PROBLEM TO WORK ON: Your answer must be an exact copy of the listing below.

........

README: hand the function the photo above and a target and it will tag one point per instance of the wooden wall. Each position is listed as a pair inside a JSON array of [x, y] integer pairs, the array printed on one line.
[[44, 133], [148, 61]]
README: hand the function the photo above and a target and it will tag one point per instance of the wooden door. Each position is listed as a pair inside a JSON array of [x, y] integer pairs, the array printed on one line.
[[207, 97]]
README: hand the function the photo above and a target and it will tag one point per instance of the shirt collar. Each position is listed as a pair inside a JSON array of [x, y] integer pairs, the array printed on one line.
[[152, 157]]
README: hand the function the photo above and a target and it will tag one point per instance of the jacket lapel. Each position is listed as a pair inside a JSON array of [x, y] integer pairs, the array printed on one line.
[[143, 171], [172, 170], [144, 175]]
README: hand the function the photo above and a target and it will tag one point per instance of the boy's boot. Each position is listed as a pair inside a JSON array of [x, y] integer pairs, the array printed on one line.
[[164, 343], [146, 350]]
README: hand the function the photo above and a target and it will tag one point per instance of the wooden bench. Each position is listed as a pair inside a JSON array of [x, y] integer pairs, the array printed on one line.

........

ANSWER SECTION:
README: hand the function the photo above and a target and it will tag one point per instance of the wooden wall. Each position is listed as a pair inside a JSON array of [x, y] integer pairs, the array printed on one line.
[[44, 133], [148, 61]]
README: hand the function the photo above and a target and it will tag one point per instance of the wooden door. Each position is listed as a pair inside a JSON array of [x, y] integer pairs, the array printed on one line.
[[207, 97]]
README: hand the function the photo above and a target and it will tag one point per instance of the shirt collar. Each position is listed as a pair inside a JSON array of [x, y] integer pairs, the array printed on one line.
[[152, 157]]
README: hand the function the photo above and a target and it will tag one point per instance of the jacket lapel. Each position is listed as a pair inside a JSON array of [x, y] integer pairs, the array printed on one line.
[[143, 171], [172, 170], [144, 175]]
README: hand the function the photo above and a target and it will tag one point per instance of the boy's boot. Each position is listed as a pair inside a JSON array of [x, y] integer pairs, the array printed on one line.
[[164, 343], [146, 350]]
README: hand the function the photo above and a target and it will tag one point per instance of the wooden bench. Each position is listed as a pair inside a JSON array of [x, y] integer pairs, the array printed on one line.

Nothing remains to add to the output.